● **SHORT PROBLEM**
Tally the lines in the entries below that contain the string "brick". Reply with the count alone.

===============

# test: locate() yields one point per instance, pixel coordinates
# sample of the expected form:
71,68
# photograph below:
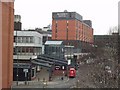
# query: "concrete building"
6,43
71,26
17,23
27,45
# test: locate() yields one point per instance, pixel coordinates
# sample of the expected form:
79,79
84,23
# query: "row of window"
27,50
24,39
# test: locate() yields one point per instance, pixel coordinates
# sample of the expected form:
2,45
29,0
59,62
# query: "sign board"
25,70
63,67
69,62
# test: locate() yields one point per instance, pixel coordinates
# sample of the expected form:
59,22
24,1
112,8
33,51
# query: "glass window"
31,39
27,39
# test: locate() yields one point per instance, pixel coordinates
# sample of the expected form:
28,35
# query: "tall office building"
6,43
71,26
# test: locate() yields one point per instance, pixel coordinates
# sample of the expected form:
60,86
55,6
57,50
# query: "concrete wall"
7,23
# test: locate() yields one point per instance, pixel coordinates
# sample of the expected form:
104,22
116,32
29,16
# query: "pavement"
42,79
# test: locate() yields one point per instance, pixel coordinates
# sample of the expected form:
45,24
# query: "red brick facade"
6,30
71,29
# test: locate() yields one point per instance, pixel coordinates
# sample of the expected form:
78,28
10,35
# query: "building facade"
71,26
6,43
27,45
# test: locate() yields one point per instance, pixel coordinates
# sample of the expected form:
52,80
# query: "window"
19,39
31,39
27,39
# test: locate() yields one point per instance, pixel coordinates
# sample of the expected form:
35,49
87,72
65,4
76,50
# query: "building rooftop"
53,42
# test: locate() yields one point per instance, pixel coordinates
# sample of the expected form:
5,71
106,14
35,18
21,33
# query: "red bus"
72,72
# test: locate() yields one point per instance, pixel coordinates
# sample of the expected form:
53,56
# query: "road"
82,80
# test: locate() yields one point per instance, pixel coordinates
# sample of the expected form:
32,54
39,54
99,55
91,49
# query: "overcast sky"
38,13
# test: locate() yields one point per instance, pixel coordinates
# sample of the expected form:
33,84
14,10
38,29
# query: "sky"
38,13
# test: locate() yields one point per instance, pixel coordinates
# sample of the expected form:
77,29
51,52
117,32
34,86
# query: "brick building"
71,26
6,43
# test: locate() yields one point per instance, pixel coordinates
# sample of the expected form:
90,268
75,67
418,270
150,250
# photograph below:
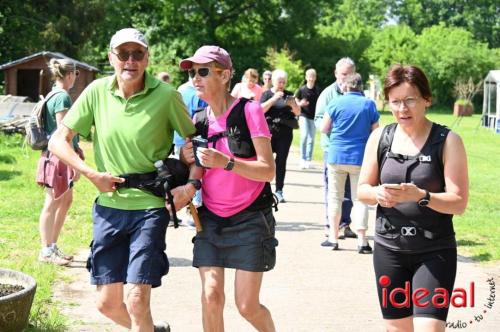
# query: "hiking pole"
196,218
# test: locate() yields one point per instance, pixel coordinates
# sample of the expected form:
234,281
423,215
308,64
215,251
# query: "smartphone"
392,186
201,142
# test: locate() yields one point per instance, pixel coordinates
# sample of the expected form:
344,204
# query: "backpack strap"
384,144
41,115
438,138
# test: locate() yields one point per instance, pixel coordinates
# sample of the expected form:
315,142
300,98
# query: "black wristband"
196,183
230,164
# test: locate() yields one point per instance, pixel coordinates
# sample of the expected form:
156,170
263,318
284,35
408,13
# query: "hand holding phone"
395,186
198,142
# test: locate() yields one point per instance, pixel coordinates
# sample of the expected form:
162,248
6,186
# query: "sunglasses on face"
136,55
409,102
202,72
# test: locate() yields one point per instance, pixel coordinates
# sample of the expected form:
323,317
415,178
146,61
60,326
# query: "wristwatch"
425,201
230,164
196,183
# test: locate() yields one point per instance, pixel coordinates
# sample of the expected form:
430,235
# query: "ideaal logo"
439,298
478,317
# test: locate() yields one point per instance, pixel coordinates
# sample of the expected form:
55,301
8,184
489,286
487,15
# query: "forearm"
449,203
61,146
367,194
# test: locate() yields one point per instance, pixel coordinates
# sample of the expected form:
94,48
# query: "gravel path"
311,288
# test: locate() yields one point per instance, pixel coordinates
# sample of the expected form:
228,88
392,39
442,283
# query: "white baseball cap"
128,35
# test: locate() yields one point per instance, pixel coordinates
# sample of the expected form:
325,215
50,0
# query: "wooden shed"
30,76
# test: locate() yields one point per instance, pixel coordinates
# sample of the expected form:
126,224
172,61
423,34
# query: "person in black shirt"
280,109
306,98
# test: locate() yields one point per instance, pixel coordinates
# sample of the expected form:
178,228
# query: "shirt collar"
149,83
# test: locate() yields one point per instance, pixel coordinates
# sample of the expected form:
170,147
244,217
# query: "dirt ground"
311,288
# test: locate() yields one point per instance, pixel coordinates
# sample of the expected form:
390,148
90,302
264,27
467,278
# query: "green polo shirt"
130,134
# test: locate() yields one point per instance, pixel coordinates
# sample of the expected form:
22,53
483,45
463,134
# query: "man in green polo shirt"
134,117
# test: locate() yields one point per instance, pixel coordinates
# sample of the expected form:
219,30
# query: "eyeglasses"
409,102
202,72
136,55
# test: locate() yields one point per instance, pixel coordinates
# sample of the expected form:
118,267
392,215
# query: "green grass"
477,230
478,233
20,206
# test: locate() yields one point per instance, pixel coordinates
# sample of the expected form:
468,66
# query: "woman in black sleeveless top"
416,171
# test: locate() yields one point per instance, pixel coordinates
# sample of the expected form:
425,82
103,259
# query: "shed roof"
48,54
493,76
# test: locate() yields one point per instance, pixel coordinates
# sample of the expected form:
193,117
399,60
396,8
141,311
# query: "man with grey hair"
133,117
349,119
344,67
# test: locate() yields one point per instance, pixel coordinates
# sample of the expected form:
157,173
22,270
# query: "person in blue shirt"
349,119
343,68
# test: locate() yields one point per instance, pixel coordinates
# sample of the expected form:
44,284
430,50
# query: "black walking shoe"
349,233
327,243
365,249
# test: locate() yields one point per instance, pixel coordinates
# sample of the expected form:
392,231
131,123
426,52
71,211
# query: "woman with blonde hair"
248,88
238,225
53,174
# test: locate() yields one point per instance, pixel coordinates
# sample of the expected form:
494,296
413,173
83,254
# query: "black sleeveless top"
408,227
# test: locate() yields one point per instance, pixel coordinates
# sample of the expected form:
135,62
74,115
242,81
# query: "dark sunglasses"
125,55
202,72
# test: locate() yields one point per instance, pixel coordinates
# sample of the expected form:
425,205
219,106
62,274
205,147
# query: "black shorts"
430,270
128,246
244,241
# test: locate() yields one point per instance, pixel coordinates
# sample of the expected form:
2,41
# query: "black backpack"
240,144
438,137
36,135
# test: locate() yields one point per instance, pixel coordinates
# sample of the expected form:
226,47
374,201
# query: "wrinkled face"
209,80
266,79
342,72
407,104
129,61
279,83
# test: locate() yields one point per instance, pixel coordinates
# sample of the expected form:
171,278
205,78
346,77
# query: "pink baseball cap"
206,54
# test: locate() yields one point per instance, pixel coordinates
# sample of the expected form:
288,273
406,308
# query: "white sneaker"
61,254
161,326
303,164
53,259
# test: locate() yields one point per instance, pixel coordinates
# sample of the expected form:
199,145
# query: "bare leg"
399,325
47,217
247,290
62,211
110,304
139,309
212,298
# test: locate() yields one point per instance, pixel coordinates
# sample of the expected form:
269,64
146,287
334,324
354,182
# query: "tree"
480,17
393,44
284,60
448,54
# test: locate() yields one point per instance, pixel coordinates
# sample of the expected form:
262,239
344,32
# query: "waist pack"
170,174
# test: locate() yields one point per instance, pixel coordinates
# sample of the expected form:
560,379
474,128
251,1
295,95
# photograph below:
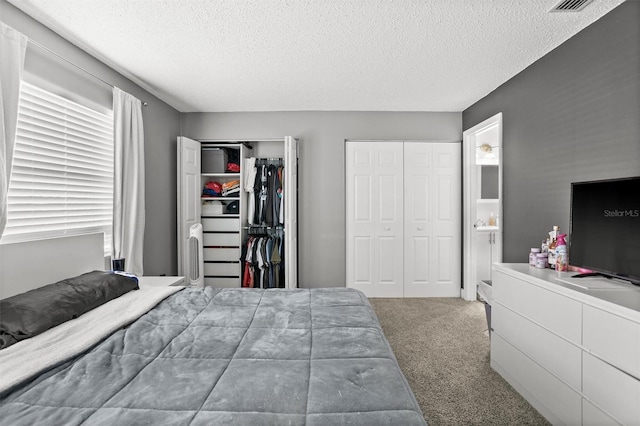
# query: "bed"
174,355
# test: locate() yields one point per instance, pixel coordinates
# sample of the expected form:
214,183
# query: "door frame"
469,236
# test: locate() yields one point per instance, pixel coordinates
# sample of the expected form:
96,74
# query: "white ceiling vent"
570,5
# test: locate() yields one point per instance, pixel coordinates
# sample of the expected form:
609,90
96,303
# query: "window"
62,175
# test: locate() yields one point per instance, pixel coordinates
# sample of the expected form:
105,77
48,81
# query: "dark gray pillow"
29,314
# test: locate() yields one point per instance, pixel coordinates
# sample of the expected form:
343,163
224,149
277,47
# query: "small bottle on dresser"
553,235
532,256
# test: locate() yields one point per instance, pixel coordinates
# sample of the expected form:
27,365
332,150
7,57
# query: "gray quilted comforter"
230,356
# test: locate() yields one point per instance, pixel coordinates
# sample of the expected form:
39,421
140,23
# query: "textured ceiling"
322,55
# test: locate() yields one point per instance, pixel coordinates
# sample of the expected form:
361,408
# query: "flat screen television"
605,228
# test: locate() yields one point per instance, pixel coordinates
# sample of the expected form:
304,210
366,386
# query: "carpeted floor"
442,346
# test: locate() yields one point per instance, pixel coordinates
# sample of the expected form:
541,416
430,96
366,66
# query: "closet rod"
41,46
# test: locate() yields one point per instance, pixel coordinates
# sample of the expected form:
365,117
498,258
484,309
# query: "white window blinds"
62,175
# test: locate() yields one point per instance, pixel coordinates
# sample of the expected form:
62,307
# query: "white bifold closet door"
403,218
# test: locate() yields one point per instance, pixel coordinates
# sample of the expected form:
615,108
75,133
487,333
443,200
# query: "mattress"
229,356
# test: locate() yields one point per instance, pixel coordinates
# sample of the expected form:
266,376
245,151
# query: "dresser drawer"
552,311
221,224
612,338
615,392
222,269
554,399
221,239
552,352
221,254
593,416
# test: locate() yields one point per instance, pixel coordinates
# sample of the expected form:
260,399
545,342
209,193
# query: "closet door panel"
374,218
291,210
388,217
363,268
446,226
188,152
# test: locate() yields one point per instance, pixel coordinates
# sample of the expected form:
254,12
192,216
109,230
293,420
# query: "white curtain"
13,47
128,182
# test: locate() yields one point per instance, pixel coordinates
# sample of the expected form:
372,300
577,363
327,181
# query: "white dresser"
572,352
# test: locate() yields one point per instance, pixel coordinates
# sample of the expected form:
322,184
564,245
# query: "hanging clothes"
249,182
279,191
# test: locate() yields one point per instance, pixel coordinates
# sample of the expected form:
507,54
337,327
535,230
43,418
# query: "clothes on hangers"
268,193
249,181
263,261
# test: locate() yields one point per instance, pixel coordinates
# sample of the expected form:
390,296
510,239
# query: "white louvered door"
432,219
374,218
403,218
188,196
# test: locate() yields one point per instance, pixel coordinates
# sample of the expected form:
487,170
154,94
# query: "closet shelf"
236,175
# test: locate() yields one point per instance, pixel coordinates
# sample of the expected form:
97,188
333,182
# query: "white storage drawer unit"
223,224
552,311
557,355
221,240
615,339
573,353
224,269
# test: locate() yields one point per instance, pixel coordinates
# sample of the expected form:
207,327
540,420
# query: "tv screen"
605,227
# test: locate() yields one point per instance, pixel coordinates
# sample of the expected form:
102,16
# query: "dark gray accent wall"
321,173
161,127
573,115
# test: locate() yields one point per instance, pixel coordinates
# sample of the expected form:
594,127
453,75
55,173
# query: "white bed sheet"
32,356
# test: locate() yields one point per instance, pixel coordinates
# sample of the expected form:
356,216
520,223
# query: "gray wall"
161,122
321,167
574,115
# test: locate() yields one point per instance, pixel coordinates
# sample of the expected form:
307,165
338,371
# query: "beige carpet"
442,346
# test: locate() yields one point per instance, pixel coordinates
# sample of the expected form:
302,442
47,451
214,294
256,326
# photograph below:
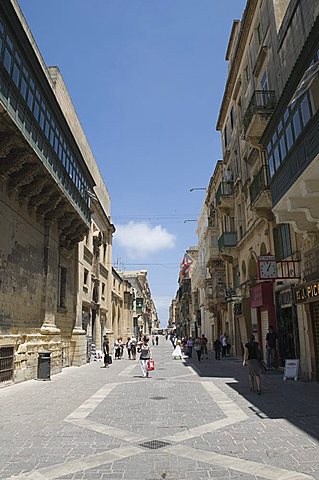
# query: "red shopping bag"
150,365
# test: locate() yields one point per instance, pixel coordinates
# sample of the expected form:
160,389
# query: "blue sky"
146,78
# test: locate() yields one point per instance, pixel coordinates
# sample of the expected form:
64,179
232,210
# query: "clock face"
268,269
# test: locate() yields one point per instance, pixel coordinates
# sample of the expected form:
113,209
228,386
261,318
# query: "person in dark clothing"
252,361
217,348
106,351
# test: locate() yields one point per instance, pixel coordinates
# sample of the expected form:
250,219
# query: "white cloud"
140,239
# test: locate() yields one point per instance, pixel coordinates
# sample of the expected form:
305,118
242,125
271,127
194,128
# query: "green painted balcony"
258,113
227,240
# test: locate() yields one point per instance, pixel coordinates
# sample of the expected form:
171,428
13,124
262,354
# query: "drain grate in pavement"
154,444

===============

● **RESULT**
2